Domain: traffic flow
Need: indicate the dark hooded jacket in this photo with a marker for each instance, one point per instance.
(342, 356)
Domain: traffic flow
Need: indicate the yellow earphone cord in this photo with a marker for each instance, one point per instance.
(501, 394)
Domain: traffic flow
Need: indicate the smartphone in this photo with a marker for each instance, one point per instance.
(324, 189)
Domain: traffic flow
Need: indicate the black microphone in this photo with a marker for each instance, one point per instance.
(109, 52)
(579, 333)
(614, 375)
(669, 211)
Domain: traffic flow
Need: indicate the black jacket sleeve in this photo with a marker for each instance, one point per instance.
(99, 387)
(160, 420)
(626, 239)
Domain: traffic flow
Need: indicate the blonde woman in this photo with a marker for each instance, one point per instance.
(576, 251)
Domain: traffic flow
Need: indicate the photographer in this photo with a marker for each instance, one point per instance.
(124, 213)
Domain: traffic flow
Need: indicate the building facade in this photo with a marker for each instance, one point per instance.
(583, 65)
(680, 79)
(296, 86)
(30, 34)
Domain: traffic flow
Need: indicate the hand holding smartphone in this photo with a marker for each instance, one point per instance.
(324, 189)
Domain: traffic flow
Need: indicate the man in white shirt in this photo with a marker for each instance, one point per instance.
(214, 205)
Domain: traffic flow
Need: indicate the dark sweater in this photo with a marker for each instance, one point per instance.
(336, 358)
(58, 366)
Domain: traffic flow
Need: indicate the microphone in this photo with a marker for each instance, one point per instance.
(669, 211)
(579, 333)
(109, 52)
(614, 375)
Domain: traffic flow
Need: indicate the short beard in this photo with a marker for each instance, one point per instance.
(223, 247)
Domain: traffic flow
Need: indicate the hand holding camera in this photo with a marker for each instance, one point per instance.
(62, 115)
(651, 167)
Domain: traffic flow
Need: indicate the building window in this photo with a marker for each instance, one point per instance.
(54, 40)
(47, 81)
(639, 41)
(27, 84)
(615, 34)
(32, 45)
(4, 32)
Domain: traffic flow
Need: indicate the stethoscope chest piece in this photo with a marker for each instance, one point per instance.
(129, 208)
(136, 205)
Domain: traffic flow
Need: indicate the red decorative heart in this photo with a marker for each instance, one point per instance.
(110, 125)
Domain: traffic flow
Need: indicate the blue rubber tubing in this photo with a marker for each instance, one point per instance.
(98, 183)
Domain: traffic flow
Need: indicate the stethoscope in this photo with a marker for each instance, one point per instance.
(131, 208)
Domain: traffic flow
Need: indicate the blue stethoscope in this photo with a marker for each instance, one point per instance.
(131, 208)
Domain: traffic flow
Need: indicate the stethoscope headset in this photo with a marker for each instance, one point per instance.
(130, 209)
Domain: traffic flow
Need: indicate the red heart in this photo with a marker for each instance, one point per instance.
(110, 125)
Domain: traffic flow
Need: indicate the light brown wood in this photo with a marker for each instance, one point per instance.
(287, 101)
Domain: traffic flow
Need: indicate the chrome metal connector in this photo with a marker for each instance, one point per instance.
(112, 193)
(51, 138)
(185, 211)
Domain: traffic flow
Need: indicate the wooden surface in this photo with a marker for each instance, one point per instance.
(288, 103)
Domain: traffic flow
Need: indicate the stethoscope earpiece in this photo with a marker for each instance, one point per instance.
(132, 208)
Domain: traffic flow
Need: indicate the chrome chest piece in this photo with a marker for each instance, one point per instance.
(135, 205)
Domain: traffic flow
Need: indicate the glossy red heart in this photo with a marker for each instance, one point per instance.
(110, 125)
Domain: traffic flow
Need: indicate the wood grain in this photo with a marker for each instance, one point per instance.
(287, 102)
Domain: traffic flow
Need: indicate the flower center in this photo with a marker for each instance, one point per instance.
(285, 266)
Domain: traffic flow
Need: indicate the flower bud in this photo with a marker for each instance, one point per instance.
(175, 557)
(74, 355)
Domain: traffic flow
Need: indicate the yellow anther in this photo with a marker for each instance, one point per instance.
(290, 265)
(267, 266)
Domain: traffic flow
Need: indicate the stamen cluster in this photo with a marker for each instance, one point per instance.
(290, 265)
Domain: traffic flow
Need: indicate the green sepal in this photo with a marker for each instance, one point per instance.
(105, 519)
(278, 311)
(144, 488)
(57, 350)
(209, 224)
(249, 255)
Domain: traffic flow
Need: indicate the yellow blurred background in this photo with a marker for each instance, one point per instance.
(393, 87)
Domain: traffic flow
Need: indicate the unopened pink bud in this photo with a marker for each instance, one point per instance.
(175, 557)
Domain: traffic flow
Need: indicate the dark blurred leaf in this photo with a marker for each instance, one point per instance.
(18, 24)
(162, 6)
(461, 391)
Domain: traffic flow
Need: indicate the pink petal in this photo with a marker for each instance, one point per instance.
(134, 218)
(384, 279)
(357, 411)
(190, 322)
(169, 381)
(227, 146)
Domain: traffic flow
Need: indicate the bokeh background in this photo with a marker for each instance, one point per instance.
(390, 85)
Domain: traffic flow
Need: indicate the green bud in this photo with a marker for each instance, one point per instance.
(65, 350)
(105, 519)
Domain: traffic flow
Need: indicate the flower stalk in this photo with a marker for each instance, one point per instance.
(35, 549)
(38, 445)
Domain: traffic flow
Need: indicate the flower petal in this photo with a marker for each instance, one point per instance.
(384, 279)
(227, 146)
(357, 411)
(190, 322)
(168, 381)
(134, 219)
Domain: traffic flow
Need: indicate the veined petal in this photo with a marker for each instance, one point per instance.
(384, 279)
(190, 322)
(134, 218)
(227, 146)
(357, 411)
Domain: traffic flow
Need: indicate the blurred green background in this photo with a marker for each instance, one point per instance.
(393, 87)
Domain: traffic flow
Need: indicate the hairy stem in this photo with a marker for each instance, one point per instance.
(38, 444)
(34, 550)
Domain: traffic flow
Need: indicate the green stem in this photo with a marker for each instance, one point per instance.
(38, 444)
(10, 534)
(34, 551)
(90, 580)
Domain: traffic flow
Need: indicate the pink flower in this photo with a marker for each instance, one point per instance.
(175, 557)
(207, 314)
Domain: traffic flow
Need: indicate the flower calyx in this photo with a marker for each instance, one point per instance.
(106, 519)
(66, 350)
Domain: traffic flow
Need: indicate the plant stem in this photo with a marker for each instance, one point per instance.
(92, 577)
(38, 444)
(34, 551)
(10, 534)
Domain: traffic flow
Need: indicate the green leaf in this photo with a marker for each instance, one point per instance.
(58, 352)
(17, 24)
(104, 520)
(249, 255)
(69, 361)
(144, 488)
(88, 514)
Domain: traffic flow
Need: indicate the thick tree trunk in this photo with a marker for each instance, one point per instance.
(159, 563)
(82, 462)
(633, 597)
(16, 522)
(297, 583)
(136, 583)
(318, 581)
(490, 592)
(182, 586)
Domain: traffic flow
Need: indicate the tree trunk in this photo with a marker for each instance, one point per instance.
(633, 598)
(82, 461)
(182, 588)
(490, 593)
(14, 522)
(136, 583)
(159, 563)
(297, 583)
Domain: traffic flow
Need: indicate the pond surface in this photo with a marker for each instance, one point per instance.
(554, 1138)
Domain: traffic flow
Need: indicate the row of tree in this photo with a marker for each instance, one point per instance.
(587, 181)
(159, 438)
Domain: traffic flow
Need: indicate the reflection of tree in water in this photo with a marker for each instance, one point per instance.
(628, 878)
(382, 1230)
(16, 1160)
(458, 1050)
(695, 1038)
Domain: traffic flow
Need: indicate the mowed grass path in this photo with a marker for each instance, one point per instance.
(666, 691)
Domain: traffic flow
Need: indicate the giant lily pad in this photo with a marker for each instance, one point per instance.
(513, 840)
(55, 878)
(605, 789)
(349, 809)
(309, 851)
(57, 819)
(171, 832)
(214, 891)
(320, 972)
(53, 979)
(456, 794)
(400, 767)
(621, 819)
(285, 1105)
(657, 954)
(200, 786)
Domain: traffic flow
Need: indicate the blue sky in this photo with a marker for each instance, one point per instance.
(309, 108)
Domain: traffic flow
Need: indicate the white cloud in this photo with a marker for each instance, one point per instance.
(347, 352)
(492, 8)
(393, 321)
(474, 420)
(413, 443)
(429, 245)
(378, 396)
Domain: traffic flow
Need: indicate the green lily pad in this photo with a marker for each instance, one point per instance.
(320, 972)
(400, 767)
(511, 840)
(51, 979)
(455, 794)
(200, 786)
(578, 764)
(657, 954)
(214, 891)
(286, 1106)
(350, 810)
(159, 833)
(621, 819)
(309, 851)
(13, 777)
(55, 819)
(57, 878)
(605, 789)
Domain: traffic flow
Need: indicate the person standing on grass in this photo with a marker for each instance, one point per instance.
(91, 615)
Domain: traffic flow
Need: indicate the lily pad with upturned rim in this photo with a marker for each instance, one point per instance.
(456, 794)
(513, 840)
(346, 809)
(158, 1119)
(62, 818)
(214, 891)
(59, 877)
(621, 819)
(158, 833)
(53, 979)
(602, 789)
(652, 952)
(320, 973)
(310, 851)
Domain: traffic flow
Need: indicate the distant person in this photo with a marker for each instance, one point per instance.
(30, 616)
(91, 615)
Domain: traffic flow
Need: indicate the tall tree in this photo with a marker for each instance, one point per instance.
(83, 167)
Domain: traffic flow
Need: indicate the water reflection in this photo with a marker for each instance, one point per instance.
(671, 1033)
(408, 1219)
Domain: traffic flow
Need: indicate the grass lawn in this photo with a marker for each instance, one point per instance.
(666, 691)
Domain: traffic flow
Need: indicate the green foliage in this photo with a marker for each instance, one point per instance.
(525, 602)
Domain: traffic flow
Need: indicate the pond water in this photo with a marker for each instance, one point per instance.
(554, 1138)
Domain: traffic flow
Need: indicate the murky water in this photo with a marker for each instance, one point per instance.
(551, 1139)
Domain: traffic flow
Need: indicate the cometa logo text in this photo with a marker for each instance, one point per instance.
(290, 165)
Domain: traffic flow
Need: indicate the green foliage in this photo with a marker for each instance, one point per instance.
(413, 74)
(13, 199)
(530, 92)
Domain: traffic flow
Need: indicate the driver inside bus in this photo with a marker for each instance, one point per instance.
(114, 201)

== == ==

**EXERCISE DIRECTIONS:**
Show every line above that contains the string "trunk", matching case exactly.

**THE SOLUTION:**
Need: indicate the thick tree trunk in this photo with a marker for each instance, one point per instance.
Need: indicate the tree trunk in this photo with a marker for each instance, one point per instance.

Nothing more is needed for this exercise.